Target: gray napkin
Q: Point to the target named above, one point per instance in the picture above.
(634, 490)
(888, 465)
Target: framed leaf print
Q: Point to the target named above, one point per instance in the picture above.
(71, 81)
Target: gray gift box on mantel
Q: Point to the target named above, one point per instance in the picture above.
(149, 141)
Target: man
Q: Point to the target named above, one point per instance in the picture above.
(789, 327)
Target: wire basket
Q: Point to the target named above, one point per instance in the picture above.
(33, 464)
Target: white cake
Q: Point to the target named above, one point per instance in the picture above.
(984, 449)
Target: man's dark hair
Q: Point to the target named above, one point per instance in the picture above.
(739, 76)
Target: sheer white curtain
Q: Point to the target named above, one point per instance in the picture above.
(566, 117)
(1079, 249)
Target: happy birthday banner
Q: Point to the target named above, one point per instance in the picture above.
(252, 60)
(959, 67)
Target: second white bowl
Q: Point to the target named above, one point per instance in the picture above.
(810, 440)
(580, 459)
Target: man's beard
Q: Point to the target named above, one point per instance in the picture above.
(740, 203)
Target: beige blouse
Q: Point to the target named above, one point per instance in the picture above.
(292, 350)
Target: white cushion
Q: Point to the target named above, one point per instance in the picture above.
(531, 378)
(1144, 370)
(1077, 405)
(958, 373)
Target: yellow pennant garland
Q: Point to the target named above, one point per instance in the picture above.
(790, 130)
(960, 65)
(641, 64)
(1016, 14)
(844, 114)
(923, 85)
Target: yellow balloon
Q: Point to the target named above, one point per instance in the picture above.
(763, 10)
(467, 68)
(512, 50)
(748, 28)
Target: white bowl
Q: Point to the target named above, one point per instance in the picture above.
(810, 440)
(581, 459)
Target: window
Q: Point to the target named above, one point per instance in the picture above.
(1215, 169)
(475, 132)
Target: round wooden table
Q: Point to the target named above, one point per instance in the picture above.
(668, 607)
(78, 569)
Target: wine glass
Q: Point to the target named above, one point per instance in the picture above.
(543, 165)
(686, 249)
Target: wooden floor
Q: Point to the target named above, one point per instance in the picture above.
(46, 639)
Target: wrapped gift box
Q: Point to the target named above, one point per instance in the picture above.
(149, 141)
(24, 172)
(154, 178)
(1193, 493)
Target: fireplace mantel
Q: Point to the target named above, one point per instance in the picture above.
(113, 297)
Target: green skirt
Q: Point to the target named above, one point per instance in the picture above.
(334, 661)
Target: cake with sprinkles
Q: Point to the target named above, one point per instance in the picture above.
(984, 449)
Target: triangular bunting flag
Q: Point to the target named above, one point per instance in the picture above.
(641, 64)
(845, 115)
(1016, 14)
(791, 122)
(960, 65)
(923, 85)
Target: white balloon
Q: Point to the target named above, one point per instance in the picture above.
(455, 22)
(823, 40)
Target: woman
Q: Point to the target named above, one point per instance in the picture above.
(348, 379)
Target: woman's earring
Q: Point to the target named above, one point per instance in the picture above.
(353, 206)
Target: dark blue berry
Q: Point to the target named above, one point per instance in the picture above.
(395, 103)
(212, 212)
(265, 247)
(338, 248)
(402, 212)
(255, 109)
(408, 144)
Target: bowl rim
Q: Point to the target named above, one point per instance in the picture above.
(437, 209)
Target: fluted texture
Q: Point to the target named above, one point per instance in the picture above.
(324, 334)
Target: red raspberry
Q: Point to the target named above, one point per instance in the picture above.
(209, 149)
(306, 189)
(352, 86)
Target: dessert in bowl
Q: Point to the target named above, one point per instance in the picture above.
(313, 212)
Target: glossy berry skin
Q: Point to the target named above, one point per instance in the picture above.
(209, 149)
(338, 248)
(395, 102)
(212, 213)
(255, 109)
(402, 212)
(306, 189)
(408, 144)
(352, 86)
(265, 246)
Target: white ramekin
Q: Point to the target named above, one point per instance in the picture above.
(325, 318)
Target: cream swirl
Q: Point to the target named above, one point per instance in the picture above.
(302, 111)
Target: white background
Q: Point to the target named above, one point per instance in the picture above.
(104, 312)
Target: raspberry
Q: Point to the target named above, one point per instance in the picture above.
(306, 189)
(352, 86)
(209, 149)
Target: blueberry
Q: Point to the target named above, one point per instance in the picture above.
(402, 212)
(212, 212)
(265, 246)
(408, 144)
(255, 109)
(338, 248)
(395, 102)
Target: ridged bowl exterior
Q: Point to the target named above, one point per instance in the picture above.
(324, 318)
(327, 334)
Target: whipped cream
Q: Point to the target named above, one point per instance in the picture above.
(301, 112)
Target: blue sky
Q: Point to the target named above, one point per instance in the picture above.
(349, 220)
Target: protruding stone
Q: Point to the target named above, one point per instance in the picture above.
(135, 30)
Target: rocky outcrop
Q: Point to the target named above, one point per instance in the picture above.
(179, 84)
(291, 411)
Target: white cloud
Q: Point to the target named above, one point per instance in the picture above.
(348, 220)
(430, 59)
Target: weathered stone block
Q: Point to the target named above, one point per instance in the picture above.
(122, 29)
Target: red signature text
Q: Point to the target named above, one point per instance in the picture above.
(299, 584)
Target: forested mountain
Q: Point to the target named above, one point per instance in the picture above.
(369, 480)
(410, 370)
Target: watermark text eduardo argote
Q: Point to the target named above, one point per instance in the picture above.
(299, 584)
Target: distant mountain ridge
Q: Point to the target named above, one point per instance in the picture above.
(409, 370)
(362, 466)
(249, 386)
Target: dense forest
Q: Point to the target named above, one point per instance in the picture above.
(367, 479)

Requirement: Rewrite all the items above with "instance" switched to "occurrence" wherever it appears, leaving every other word unchanged.

Answer:
Target: gray napkin
Q: Point to the target named above, one point per occurrence in the picture above.
(634, 490)
(888, 465)
Target: framed leaf print
Q: Point to the target named above, one point per occurrence in the picture above.
(71, 81)
Target: gray gift box on mantel
Q: Point to the target named above, one point per occurrence in the picture above.
(149, 141)
Target: man
Q: Point to the target named above, one point per occurrence in the picture above.
(789, 327)
Target: wire basket
Q: Point to the target named above, one point per occurrence in the picture above.
(33, 464)
Target: white cake
Q: Point to the target named above, one point per occurrence in the picture above.
(984, 449)
Target: man's dark hair
Q: Point to the target named above, one point per occurrence in the picture above.
(739, 76)
Target: sheer white curtain
Q: Point to the target named above, one point per occurrence in the picture above.
(566, 117)
(1079, 249)
Target: happy birthday banner
Q: Point to the target named above, one point per occurrence in the picture above.
(252, 60)
(959, 67)
Target: second white bowl
Q: Point to the target named above, one point per occurrence in the picture above.
(810, 440)
(580, 459)
Target: man's beard
Q: Point to the target named above, one point per occurrence in the picture above.
(740, 203)
Target: beige blouse
Q: Point to the target named above, one point per occurrence in the picture above.
(292, 350)
Target: white cushion
Q: Point to the target named above, one point per occurrence in the picture above.
(531, 378)
(1144, 370)
(1077, 405)
(958, 373)
Target: yellow pennant garland
Q: Point to the target named above, one point per occurrence in the picture above.
(790, 130)
(960, 65)
(641, 64)
(1016, 14)
(844, 114)
(923, 85)
Target: yellow balloon
Q: Point to the target named above, one point per occurrence in the picture above.
(763, 10)
(467, 68)
(512, 50)
(748, 28)
Target: white bowl
Q: Point to the target named above, one point per occurrence in the picture above.
(810, 440)
(581, 459)
Target: window
Q: Point to the target named above, one point per occurrence in the picture above.
(1215, 169)
(475, 132)
Target: round wooden table
Q: Point to the target named above, one point per occurrence in the picture above.
(668, 607)
(78, 569)
Target: wine glass
Q: Point to the target named above, one point per occurrence in the picture above.
(543, 165)
(686, 249)
Target: wooden floor
Q: Point to the target named above, one point per occurrence in the picture above.
(46, 639)
Target: wrapped gift box
Q: Point to the target named above, one point per occurrence in the picture above.
(149, 141)
(24, 172)
(154, 178)
(1193, 493)
Target: fireplace mantel
Q: Point to the target named above, one point per occurrence in the picture above.
(113, 297)
Target: green skirt
Q: Point to the target named above, one point per occurrence in the picture above.
(334, 661)
Target: cake with sprinkles
Q: Point to the target named above, one point per occurrence in the picture above.
(984, 449)
Target: triangular bunting flag
Q: Point to the target named above, one point per occurrence in the picture above.
(641, 64)
(845, 115)
(1016, 14)
(791, 122)
(960, 65)
(923, 85)
Target: white balloon
Q: Point to the target named above, one point per occurrence in the picture above.
(455, 22)
(823, 40)
Target: woman
Q: Point to the target named above, one point per occurrence in the picture above.
(348, 379)
Target: woman's earring
Q: Point to the target named above, one point per occurrence in the picture above.
(353, 206)
Target: dark blue berry
Q: Point to the target named above, one point per occurrence in the picture above.
(395, 103)
(212, 212)
(265, 247)
(338, 248)
(402, 212)
(255, 109)
(408, 144)
Target: bowl rim
Q: Point to the target named above, one point per occurrence in the picture above.
(437, 209)
Target: fluted texture
Q: Point to the target named above, one point per occurrence in the picture above.
(324, 334)
Target: red raspberry
Q: Point to the target named above, one point per occurrence in the picture above.
(209, 149)
(306, 189)
(352, 86)
Target: dessert in bowl
Q: Point to the target named above, one point per occurrence in the picture above.
(313, 212)
Target: glossy berry skin
Q: Point to the target named above, one point per occurrence in the picture above.
(209, 149)
(338, 248)
(395, 102)
(212, 213)
(255, 109)
(402, 212)
(306, 189)
(408, 144)
(352, 86)
(265, 246)
Target: white ramekin
Q: Point to the target named above, one point per occurrence in the picture above.
(325, 318)
Target: cream swirl
Q: Point to the target named above, one point per occurrence in the picture above.
(302, 111)
Target: white background
Q: Point to the target named above, one point per occurrence in the picture above.
(104, 312)
Target: raspberry
Q: Point to the target named above, one point per occurrence in the picture above.
(306, 189)
(352, 86)
(209, 149)
Target: blueberry
Q: Point to the target named above, one point per occurrence in the picture above.
(402, 212)
(212, 212)
(265, 246)
(408, 144)
(255, 109)
(338, 248)
(395, 102)
Target: ridged bowl exterior
Q: Point to the target named above, one point per occurrence in the picture above.
(324, 318)
(327, 334)
Target: whipped cream
Q: Point to the target named above, one point per occurrence in the picture above.
(301, 112)
Target: blue sky
Q: Point to the target named above, one point per occurrence in the picture above.
(349, 220)
Target: protruding stone
Q: Point to the target named above, one point per occurrence in the picture above.
(135, 30)
Target: rocky outcrop
Q: Point to the target named above, one point per occurrence in the picture above.
(179, 84)
(291, 411)
Target: white cloud
Q: Point to the target named above, one point per occurrence in the picture above.
(348, 220)
(430, 59)
Target: weathered stone block
Q: Point to the target named above, one point per occurrence in the picture above.
(122, 29)
Target: red signature text
Q: Point to the target named above, one point per occurrence in the picture above.
(299, 584)
Target: forested mountain
Q: Point to the target named above, one point per occurrence in the picture above.
(369, 480)
(410, 370)
Target: watermark text eduardo argote
Q: Point to the target named above, one point per occurrence in the picture above.
(299, 584)
Target: distant mountain ridge
Q: Point to the target named above, one point per occurrence in the picture above.
(409, 370)
(362, 466)
(249, 386)
Target: dense forest
Q: Point to the target named above, one point per occurrence in the picture above.
(367, 479)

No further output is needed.